▸ **Stated problem**: Repeat the records below exactly as they appear.

— Begin Data provided —

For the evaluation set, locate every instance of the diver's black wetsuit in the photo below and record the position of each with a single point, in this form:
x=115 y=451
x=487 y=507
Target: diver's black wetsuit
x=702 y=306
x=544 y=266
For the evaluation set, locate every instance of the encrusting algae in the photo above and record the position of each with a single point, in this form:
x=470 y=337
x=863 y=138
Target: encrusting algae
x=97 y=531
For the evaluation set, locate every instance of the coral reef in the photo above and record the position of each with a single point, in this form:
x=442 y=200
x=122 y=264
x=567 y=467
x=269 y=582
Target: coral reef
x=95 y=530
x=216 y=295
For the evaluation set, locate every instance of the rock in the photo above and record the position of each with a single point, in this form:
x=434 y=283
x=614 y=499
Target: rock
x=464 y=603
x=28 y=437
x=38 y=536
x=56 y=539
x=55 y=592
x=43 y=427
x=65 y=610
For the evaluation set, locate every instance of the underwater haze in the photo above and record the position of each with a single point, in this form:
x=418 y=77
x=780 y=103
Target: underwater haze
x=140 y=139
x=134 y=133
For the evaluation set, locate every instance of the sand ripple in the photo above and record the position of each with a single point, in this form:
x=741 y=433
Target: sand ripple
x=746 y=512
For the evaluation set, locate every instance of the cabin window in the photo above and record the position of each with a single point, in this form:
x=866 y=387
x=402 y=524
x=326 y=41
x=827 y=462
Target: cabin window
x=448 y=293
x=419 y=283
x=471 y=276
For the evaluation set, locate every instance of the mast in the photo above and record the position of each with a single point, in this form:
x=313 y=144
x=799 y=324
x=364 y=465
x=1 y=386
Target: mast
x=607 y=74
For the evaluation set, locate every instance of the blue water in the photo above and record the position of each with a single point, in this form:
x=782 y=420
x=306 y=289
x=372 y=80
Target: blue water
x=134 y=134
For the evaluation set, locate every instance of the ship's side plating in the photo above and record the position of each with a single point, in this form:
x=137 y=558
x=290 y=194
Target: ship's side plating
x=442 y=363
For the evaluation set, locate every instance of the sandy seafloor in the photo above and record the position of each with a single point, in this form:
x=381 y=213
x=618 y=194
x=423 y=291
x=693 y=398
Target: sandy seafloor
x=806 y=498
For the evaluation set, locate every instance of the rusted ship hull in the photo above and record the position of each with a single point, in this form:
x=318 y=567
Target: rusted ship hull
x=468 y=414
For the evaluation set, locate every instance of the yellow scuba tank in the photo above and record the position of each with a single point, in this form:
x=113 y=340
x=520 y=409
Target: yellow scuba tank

— End Data provided —

▸ **Output for this task**:
For the evaluation set, locate every instance of the diver's black wetsuit in the photo below and record the position of each with a single point, in this form:
x=115 y=451
x=487 y=507
Target: diver's black wetsuit
x=702 y=306
x=544 y=266
For the evaluation set, locate every instance of the encrusting algae in the photo above and record the position of each with a single point, in this form:
x=470 y=337
x=863 y=138
Target: encrusting algae
x=97 y=531
For the evaluation set, locate every instance of the coral reef in the photo above and record the position of each with a single point, in this form:
x=442 y=200
x=122 y=264
x=567 y=467
x=269 y=582
Target: coral reef
x=95 y=530
x=216 y=295
For the evaluation set, locate every instance of the rock in the photo above and record the position of each with a single point, in this form:
x=434 y=283
x=614 y=499
Target: rock
x=464 y=603
x=28 y=437
x=38 y=536
x=56 y=539
x=55 y=592
x=43 y=427
x=65 y=610
For the evaluation set, locate every instance of the underwater haze in the photo above and record the position of each with a single point, in this form:
x=418 y=77
x=780 y=103
Target: underwater haze
x=140 y=139
x=134 y=133
For the evaluation set, locate every instance of the sand ripple in the photo above and record the position of each with a single point, in this form:
x=741 y=433
Target: sand ripple
x=746 y=512
For the evaluation set, locate every instance of the cabin window in the photo above and record the position of each with a single point, in this form:
x=866 y=387
x=402 y=524
x=326 y=41
x=827 y=462
Target: cabin window
x=448 y=293
x=419 y=283
x=471 y=276
For the evaluation set, locate every instance of the mast in the photo above and record the position of each with a single point, in this form:
x=313 y=144
x=799 y=324
x=364 y=465
x=1 y=386
Target: mast
x=607 y=74
For the evaluation set, locate every instance of the blue water in the photo above and record the position of each with a single point, in this form:
x=782 y=420
x=306 y=289
x=372 y=80
Target: blue water
x=134 y=134
For the evaluation set, locate every instance of the ship's side plating in the photo above and record the position of each with a single point, in this form:
x=137 y=558
x=290 y=194
Target: ship's side plating
x=442 y=363
For the evaluation set, locate every instance of the sandy seafloor in the photo above and record the position of each with a single point, in this form:
x=381 y=213
x=618 y=194
x=423 y=291
x=693 y=398
Target: sandy seafloor
x=806 y=498
For the evaluation set, locate every instance of the rusted ship hull in the photo above and record the position of each with a single point, in this form:
x=318 y=567
Target: rusted ship hull
x=468 y=414
For the evaluation set, locate every instance of the yellow scuba tank in the photo above and record the position of each with a single point, in this form:
x=113 y=340
x=520 y=409
Target: yellow scuba tank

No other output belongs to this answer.